-- WORK TO DO --
From the listing below, return every line that contains the string "blue".

-- AVAILABLE RECORDS --
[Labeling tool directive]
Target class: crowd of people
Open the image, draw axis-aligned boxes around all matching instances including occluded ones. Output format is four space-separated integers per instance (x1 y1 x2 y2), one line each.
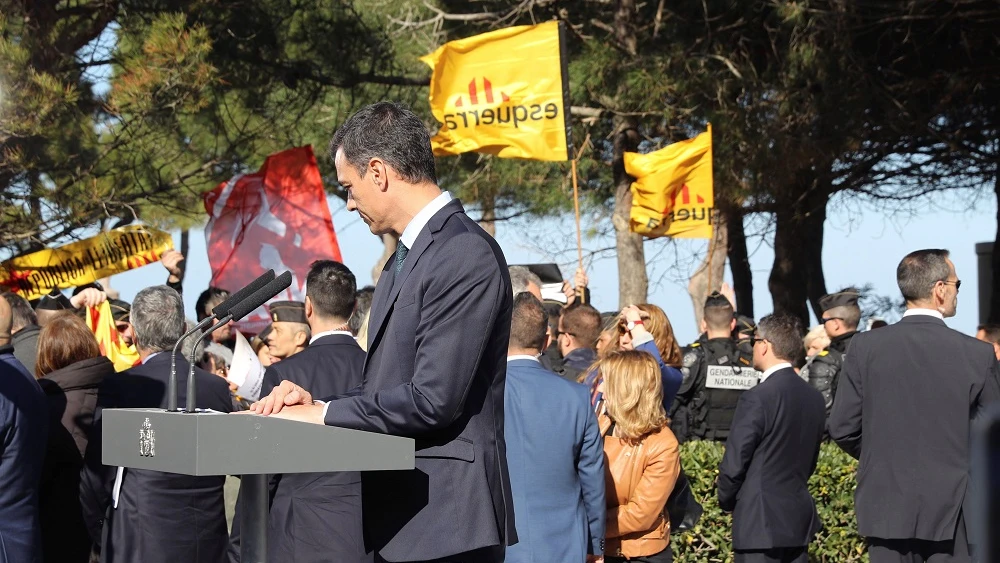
0 103 1000 563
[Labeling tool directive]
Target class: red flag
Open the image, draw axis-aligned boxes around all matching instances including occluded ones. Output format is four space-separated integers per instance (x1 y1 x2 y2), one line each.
204 146 342 333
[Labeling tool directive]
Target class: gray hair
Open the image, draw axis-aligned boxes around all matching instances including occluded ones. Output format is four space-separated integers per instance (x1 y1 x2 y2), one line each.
757 313 805 365
330 102 437 184
3 291 38 332
508 266 542 296
129 285 184 352
896 248 951 301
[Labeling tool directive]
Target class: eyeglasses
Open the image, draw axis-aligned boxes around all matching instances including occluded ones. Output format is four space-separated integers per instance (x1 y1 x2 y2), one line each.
940 280 962 291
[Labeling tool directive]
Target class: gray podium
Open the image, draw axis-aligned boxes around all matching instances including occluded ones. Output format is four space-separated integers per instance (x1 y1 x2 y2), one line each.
102 409 414 563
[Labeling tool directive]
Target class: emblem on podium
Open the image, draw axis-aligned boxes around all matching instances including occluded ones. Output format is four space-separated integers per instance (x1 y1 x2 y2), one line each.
139 418 156 457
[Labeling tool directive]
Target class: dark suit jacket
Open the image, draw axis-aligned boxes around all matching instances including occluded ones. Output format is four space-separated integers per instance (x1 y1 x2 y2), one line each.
0 346 48 563
326 200 516 561
829 315 1000 541
261 334 365 563
718 368 826 550
80 352 233 563
504 360 606 563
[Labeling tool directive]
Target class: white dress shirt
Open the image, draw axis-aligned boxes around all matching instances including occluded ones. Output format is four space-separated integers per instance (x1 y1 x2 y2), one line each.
399 192 454 249
309 330 354 344
903 307 944 321
507 354 541 363
758 362 792 384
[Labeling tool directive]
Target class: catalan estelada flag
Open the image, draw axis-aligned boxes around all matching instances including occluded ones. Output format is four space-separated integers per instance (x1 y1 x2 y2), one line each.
625 125 715 239
420 21 572 160
86 301 139 371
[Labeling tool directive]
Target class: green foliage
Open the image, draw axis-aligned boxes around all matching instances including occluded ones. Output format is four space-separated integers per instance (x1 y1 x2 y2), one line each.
670 441 868 563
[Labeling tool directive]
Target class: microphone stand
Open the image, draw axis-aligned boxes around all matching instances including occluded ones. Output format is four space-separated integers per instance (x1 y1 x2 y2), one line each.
167 315 215 412
185 313 233 412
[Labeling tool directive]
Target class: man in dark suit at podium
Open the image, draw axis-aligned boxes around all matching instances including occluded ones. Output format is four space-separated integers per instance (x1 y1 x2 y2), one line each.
260 260 365 563
253 102 516 563
718 315 826 563
829 249 1000 563
80 285 233 563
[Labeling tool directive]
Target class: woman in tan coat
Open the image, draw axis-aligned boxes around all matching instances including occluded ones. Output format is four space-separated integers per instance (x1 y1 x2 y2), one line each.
598 350 680 563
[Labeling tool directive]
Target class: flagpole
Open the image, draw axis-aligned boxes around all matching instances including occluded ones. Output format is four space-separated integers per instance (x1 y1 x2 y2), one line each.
570 133 590 270
571 158 583 269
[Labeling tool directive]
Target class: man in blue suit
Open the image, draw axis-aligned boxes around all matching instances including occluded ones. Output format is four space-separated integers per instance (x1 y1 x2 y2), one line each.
718 314 826 563
253 102 516 563
0 288 48 563
504 293 606 563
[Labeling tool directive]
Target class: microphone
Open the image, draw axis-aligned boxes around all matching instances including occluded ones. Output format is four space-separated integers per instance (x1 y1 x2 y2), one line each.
184 271 292 412
167 270 274 412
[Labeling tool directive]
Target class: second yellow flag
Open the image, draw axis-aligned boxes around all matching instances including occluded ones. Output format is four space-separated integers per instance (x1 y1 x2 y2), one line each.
420 22 571 160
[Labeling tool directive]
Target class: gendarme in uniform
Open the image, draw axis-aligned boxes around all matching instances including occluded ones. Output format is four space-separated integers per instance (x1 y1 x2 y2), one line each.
799 288 861 416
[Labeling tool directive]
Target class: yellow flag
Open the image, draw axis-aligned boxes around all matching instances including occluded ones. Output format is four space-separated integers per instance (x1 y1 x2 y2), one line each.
625 125 715 239
87 301 139 371
0 225 174 300
420 22 572 160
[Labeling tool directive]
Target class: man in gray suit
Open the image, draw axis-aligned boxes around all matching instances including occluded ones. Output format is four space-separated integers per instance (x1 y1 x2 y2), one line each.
253 102 516 563
828 249 1000 563
504 292 607 563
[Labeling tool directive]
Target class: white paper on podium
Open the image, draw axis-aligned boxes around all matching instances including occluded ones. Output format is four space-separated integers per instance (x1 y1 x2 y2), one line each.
228 331 264 401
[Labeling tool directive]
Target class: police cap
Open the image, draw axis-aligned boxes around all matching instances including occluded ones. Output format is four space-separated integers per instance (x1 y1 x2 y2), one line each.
271 301 306 324
819 287 859 311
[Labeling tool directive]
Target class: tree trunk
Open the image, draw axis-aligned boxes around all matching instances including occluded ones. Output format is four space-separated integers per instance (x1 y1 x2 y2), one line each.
372 233 399 284
611 0 649 307
767 186 828 326
723 206 753 317
988 162 1000 323
612 116 649 307
688 212 728 326
479 194 497 238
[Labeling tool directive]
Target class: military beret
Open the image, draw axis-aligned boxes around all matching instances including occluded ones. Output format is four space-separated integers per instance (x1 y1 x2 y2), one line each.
271 301 306 324
705 291 733 308
819 287 858 311
736 314 757 333
108 299 132 323
35 287 73 311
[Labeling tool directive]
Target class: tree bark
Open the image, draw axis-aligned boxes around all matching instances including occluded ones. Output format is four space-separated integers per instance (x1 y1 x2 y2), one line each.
723 207 753 317
479 194 497 238
372 233 399 284
988 162 1000 323
767 187 829 326
611 116 649 307
688 212 728 326
611 0 649 307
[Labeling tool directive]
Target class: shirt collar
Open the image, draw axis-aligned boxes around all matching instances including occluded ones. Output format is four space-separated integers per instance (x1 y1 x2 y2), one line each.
903 307 944 321
142 351 163 365
507 354 541 363
759 362 792 383
399 192 454 248
309 330 354 344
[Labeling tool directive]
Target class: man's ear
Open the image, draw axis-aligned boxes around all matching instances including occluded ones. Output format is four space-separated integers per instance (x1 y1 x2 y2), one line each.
295 330 309 347
368 158 389 192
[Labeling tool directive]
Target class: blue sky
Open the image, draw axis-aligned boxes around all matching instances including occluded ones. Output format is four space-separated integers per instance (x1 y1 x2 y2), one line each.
105 190 996 342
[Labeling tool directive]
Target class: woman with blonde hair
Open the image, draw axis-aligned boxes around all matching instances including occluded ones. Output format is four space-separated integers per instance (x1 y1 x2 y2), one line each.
598 350 680 563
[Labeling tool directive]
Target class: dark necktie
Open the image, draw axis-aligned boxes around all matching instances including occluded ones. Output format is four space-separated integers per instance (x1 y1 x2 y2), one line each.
396 241 410 276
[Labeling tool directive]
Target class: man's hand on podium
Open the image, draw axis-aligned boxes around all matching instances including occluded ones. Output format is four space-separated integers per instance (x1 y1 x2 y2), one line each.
249 379 314 416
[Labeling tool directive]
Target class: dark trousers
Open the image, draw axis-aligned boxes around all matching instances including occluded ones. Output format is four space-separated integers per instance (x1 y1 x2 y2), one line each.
604 545 674 563
375 546 505 563
736 546 812 563
868 513 972 563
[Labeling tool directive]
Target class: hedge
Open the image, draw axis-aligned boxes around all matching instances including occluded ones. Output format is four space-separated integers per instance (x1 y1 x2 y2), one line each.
670 441 868 563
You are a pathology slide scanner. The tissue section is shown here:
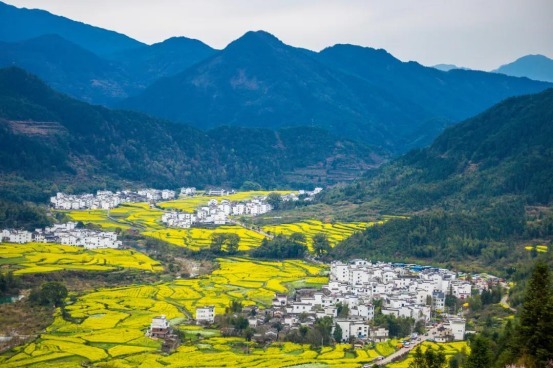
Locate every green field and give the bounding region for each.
[386,341,470,368]
[0,243,163,275]
[0,258,328,367]
[263,220,375,249]
[159,190,292,212]
[65,198,374,250]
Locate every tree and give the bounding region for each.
[209,233,240,254]
[332,324,342,343]
[226,233,240,254]
[409,345,446,368]
[244,326,255,341]
[313,233,332,257]
[290,233,307,244]
[314,316,334,345]
[336,302,349,318]
[517,261,553,367]
[29,281,67,307]
[465,335,493,368]
[267,192,282,210]
[273,321,284,340]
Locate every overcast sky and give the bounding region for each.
[4,0,553,70]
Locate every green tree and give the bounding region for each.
[465,335,493,368]
[332,324,343,343]
[517,261,553,367]
[314,317,334,345]
[267,192,282,210]
[313,233,332,257]
[272,321,284,340]
[409,345,446,368]
[29,281,68,307]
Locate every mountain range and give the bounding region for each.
[330,89,553,212]
[0,67,382,199]
[494,55,553,82]
[0,3,551,154]
[324,89,553,270]
[121,31,550,152]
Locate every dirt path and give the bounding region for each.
[372,323,442,366]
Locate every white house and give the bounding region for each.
[196,305,215,323]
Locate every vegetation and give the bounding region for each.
[0,258,332,367]
[250,234,307,259]
[0,243,163,275]
[0,68,380,200]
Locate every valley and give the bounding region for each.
[0,0,553,368]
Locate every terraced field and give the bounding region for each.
[0,243,163,275]
[66,201,374,250]
[263,220,375,249]
[0,258,332,367]
[387,341,470,368]
[143,225,264,250]
[159,190,292,212]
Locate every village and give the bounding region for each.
[0,222,122,249]
[147,259,499,346]
[161,188,323,228]
[50,188,179,210]
[161,197,272,228]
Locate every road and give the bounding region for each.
[369,323,442,366]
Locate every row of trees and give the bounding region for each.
[0,271,19,296]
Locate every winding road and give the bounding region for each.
[369,323,442,366]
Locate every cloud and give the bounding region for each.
[7,0,553,70]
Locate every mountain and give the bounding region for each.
[0,35,138,104]
[109,37,217,87]
[123,31,402,143]
[493,55,553,82]
[0,2,143,56]
[432,64,469,72]
[0,68,380,199]
[121,31,550,152]
[314,45,552,142]
[324,89,553,272]
[326,89,553,211]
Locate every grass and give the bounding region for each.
[0,258,328,367]
[0,243,163,275]
[159,190,291,212]
[263,220,374,249]
[386,341,470,368]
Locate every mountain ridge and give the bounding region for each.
[492,54,553,82]
[120,31,550,152]
[0,2,144,56]
[0,67,381,198]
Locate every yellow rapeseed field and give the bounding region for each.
[0,243,163,275]
[263,220,375,249]
[387,341,470,368]
[0,257,336,367]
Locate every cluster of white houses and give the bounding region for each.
[0,222,121,249]
[50,188,177,210]
[161,197,272,228]
[212,260,472,342]
[151,260,497,343]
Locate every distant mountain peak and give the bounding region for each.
[493,54,553,82]
[226,31,289,50]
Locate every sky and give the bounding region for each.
[3,0,553,70]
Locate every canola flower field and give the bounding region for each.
[387,341,470,368]
[0,243,163,275]
[263,220,376,250]
[0,258,336,367]
[159,190,292,213]
[65,192,375,250]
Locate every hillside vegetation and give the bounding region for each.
[323,90,553,271]
[0,68,381,200]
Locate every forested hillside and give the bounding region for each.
[0,68,381,200]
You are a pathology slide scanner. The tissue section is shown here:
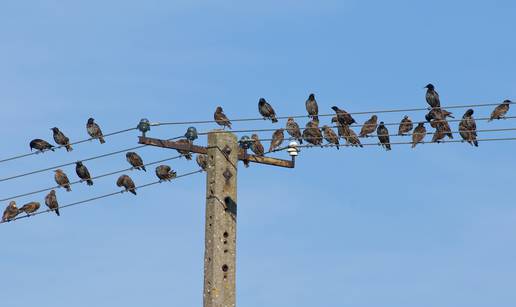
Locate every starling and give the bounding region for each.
[251,134,265,157]
[412,123,426,148]
[54,169,72,192]
[258,98,278,123]
[2,200,20,222]
[286,117,303,144]
[488,99,513,121]
[51,127,73,151]
[331,106,356,125]
[425,83,441,108]
[125,151,147,172]
[86,118,106,144]
[359,115,378,137]
[269,129,285,152]
[398,115,414,135]
[376,122,391,150]
[213,107,231,129]
[305,94,319,122]
[322,125,339,149]
[75,161,93,185]
[156,165,177,181]
[29,139,54,152]
[45,190,59,216]
[459,109,478,147]
[116,175,136,195]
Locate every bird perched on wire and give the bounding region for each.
[45,190,59,216]
[51,127,73,151]
[376,122,391,151]
[2,200,20,222]
[75,161,93,185]
[305,94,319,122]
[488,99,513,122]
[116,175,136,195]
[322,125,339,149]
[125,151,147,172]
[213,106,231,129]
[29,139,54,152]
[156,165,177,181]
[258,98,278,123]
[412,123,426,148]
[286,117,303,144]
[86,117,106,144]
[398,115,414,135]
[459,109,478,147]
[359,115,378,137]
[54,169,72,192]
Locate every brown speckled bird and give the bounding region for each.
[116,175,136,195]
[213,106,231,129]
[54,169,72,192]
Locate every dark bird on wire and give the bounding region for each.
[45,190,59,216]
[488,99,512,122]
[251,134,265,157]
[287,117,303,144]
[258,98,278,123]
[2,200,20,222]
[125,151,147,172]
[75,161,93,185]
[213,107,231,129]
[322,125,339,149]
[305,94,319,122]
[51,127,73,151]
[459,109,478,147]
[116,175,136,195]
[376,122,391,150]
[412,123,426,148]
[398,115,414,135]
[156,165,177,181]
[54,169,72,192]
[360,115,378,137]
[29,139,54,152]
[20,201,40,215]
[86,117,106,144]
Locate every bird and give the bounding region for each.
[45,190,59,216]
[488,99,513,122]
[376,122,391,151]
[331,106,356,125]
[19,201,40,215]
[269,128,285,152]
[425,83,441,108]
[125,151,147,172]
[75,161,93,185]
[251,134,265,157]
[398,115,414,135]
[286,117,303,144]
[459,109,478,147]
[156,165,177,181]
[29,139,54,152]
[116,175,136,195]
[86,117,106,144]
[258,98,278,123]
[51,127,73,152]
[322,125,339,149]
[213,106,231,129]
[412,122,426,148]
[2,200,20,222]
[54,169,72,192]
[305,94,319,122]
[359,115,378,137]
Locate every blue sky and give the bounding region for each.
[0,0,516,307]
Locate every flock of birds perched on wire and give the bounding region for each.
[2,84,513,222]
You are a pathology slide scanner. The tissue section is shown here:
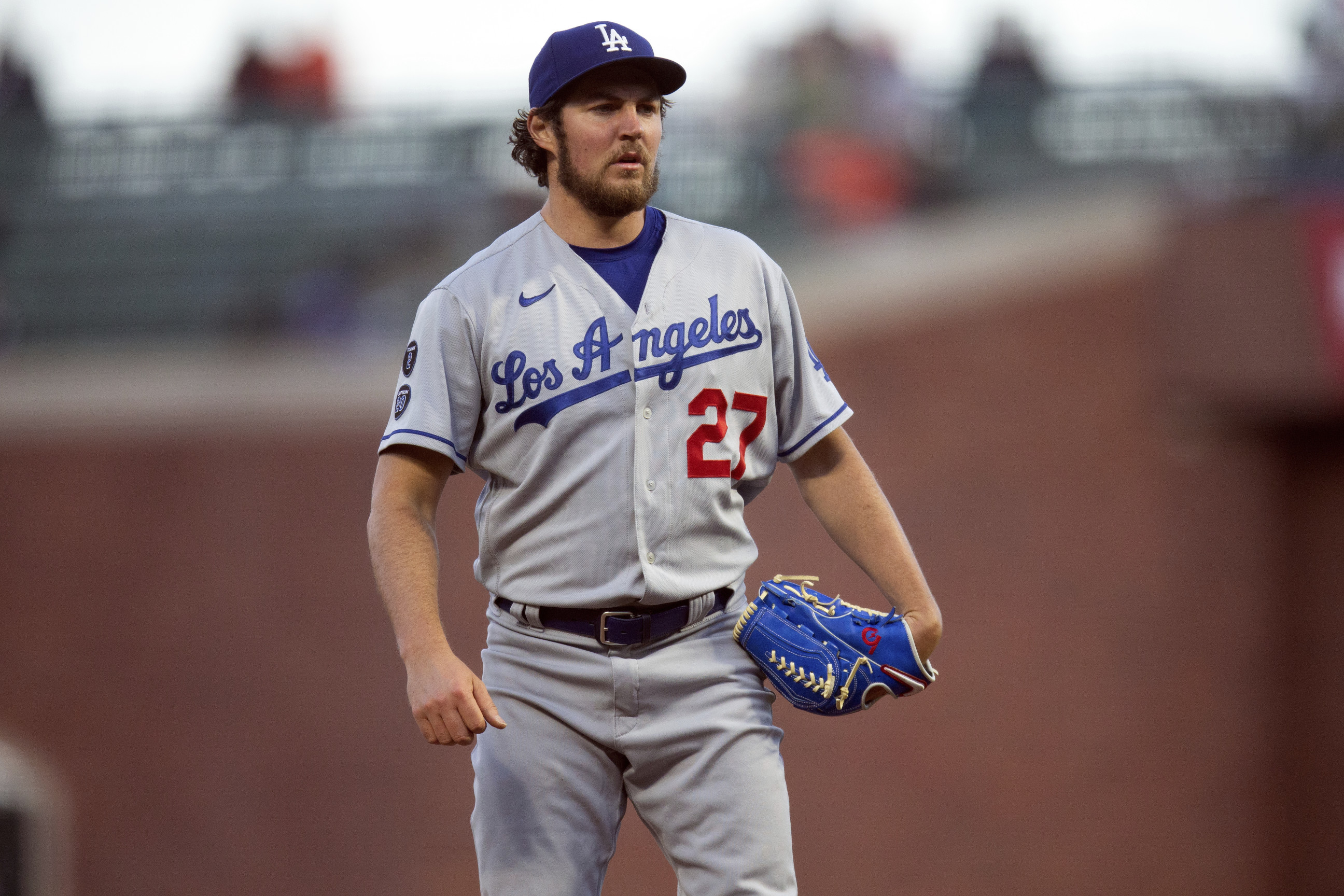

-- ANSWER IN FULL --
Target class: man in blue suit
Target class: blue sky
Locate every blue sky and give the bounding region for each.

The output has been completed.